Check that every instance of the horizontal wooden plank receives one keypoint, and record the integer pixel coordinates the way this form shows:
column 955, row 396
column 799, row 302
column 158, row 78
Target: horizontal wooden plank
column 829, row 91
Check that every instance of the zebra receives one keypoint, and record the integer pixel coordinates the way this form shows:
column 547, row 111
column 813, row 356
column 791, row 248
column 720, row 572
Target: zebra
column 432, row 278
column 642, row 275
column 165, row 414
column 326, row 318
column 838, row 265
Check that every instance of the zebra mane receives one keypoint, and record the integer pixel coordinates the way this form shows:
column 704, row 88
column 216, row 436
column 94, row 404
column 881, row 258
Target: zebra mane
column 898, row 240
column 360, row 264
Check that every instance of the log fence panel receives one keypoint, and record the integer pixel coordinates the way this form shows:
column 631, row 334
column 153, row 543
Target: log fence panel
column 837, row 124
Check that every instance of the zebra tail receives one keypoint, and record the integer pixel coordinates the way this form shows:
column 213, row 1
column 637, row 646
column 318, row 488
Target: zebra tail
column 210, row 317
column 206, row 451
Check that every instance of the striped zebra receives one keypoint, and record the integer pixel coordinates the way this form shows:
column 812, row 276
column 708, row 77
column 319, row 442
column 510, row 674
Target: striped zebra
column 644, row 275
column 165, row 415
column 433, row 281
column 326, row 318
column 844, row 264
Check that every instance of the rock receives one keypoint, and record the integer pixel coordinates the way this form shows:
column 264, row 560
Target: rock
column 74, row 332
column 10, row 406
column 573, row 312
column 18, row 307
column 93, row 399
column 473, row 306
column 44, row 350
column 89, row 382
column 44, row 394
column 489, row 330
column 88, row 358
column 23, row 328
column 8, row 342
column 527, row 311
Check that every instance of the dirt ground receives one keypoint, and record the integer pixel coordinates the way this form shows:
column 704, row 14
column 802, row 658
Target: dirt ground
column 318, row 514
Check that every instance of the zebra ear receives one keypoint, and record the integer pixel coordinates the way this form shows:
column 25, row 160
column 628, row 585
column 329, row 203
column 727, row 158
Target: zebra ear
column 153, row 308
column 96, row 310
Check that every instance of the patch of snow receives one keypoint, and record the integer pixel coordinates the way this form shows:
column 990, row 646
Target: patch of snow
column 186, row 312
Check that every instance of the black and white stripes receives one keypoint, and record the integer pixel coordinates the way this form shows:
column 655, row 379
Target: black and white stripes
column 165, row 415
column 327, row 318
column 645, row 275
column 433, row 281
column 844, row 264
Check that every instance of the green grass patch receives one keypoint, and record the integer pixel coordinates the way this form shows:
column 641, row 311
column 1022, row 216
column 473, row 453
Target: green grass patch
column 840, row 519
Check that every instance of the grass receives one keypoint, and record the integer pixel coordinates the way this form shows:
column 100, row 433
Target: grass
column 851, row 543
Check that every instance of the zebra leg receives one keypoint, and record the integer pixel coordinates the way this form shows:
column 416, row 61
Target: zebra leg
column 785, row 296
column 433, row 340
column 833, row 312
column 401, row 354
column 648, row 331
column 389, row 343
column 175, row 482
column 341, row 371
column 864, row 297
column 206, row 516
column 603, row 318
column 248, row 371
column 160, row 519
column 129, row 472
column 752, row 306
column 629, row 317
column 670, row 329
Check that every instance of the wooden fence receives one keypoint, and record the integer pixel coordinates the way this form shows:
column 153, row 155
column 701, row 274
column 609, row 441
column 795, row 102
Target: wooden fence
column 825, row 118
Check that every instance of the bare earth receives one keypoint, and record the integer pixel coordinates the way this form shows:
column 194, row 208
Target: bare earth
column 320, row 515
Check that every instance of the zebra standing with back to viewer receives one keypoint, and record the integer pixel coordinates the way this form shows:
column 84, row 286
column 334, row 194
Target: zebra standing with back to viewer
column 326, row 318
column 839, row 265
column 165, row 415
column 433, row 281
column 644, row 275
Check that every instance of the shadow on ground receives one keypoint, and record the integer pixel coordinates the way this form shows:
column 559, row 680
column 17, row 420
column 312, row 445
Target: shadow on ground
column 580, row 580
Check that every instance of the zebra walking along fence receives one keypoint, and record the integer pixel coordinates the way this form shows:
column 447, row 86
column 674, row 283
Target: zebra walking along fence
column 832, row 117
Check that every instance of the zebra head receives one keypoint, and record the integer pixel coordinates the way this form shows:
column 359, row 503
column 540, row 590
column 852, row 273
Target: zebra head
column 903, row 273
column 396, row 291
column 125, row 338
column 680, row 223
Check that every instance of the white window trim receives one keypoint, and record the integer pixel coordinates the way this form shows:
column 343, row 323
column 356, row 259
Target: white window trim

········

§ **Stated task**
Rewrite all the rows above, putting "Object" wherever "Target" appears and changing nothing else.

§ **Answer to the exercise**
Check that every instance of the horizontal wooden plank receives one keypoint, and record the integer pixel coordinates the way this form shows:
column 955, row 396
column 799, row 302
column 158, row 78
Object: horizontal wooden plank
column 829, row 91
Check that every instance of the zebra receives one keypoint, and record the integer pixel coordinates the way this form shows:
column 547, row 111
column 813, row 356
column 791, row 248
column 720, row 572
Object: zebra
column 432, row 278
column 642, row 275
column 165, row 414
column 326, row 318
column 838, row 265
Check that every instance of the zebra mane receives one keypoint, and record the integer pixel coordinates the way this form shows:
column 704, row 88
column 216, row 436
column 94, row 404
column 881, row 258
Object: zebra mane
column 898, row 240
column 360, row 264
Check that every instance of the log fence panel receives one keypoint, and record the integer pixel coordinates the way this form shows:
column 631, row 334
column 153, row 543
Object: log fence panel
column 837, row 124
Check that every instance of the zebra tail receives one keypoint, and record the integer pixel coordinates the way this form shows:
column 213, row 1
column 637, row 646
column 318, row 488
Object: zebra tail
column 210, row 317
column 206, row 451
Check that every instance of the striped zebra receives one keypoint, and record the integer pixel coordinates the way this form shows:
column 812, row 276
column 708, row 77
column 319, row 442
column 510, row 674
Object: striped zebra
column 644, row 275
column 165, row 415
column 433, row 281
column 326, row 318
column 844, row 264
Check that every instance of the rock receives one keypoint, and record the integer pixel coordinates the way this form shows:
column 264, row 560
Object: rock
column 74, row 332
column 10, row 406
column 573, row 312
column 18, row 307
column 93, row 399
column 473, row 306
column 44, row 350
column 89, row 382
column 44, row 394
column 489, row 330
column 88, row 358
column 23, row 328
column 8, row 342
column 527, row 311
Check that every instance of the dirt ground receives one keypoint, and record the integer pixel coordinates the way this form shows:
column 704, row 14
column 802, row 658
Object: dirt ground
column 318, row 514
Check that every instance of the zebra ear receives one keypoint, and record the integer pixel coordinates the way this form shows:
column 25, row 160
column 628, row 585
column 329, row 203
column 727, row 158
Object: zebra ear
column 153, row 308
column 96, row 310
Check that every instance of the patch of snow receives one keypoint, and record the integer pixel coordinates the way this form shows:
column 990, row 646
Object: patch of snow
column 186, row 312
Check that every instance of the black and white stripes receives one keypoint, and record the integer pixel coordinates the way this form shows:
column 655, row 379
Object: black and white stripes
column 165, row 415
column 327, row 318
column 645, row 275
column 433, row 281
column 844, row 264
Check that every instance of the green grass patch receives one keypoint, and record the integer pixel coordinates the way this form shows:
column 641, row 311
column 1022, row 216
column 473, row 453
Object: green grass patch
column 840, row 519
Check that every instance of the grass receives one keypoint, and record the integer pixel coordinates the way this form shows:
column 100, row 433
Object: grass
column 851, row 543
Check that every instance of the zebra leg receives one keypoint, and record the integer pixel coordinates the way this form shows:
column 416, row 61
Object: zebra leg
column 785, row 296
column 433, row 340
column 833, row 312
column 401, row 354
column 648, row 331
column 389, row 343
column 175, row 482
column 341, row 371
column 864, row 297
column 206, row 516
column 603, row 318
column 248, row 371
column 160, row 519
column 129, row 472
column 752, row 306
column 629, row 317
column 670, row 329
Check that every instance of the wooden fence receives one keypoint, and record the integer pixel coordinates the way this form shows:
column 153, row 155
column 701, row 274
column 609, row 441
column 795, row 102
Object: wooden fence
column 825, row 118
Check that every instance of the bare earth receives one keypoint, and record the integer pixel coordinates the way this form shows:
column 194, row 208
Object: bare earth
column 320, row 515
Check that every instance of the zebra standing with back to viewer receives one keypoint, and record the integer pixel coordinates the way this form shows:
column 84, row 286
column 334, row 194
Object: zebra standing with back to viewer
column 326, row 318
column 839, row 265
column 165, row 415
column 433, row 281
column 644, row 275
Check that every instance of the shadow on ground receives one keypoint, and record the integer pixel coordinates the way this form shows:
column 559, row 680
column 17, row 420
column 312, row 445
Object: shadow on ground
column 580, row 580
Check that every instance of the zebra walking along fence receives one keypoint, and record the integer pixel coordinates the way this form shows:
column 447, row 86
column 674, row 283
Object: zebra walking along fence
column 832, row 117
Check that every instance of the zebra head receives one keypoint, and record the integer pixel coordinates the way this form shows:
column 359, row 503
column 540, row 590
column 852, row 273
Object: zebra head
column 903, row 273
column 396, row 291
column 125, row 338
column 680, row 223
Check that every instance of the white window trim receives one keypoint, and record the integer pixel coordinates the way this form shows:
column 343, row 323
column 356, row 259
Object: white window trim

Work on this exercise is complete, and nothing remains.